Copy every entry below verbatim, with each line and point unchanged.

* begin Information shown *

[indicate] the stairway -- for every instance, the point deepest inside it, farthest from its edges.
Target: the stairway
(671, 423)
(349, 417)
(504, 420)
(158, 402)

* end Information shown *

— Exercise solution —
[indicate] the stairway -- for every instance, the point deepest inside it, farthest from its edges.
Target: the stairway
(671, 423)
(349, 417)
(504, 420)
(158, 402)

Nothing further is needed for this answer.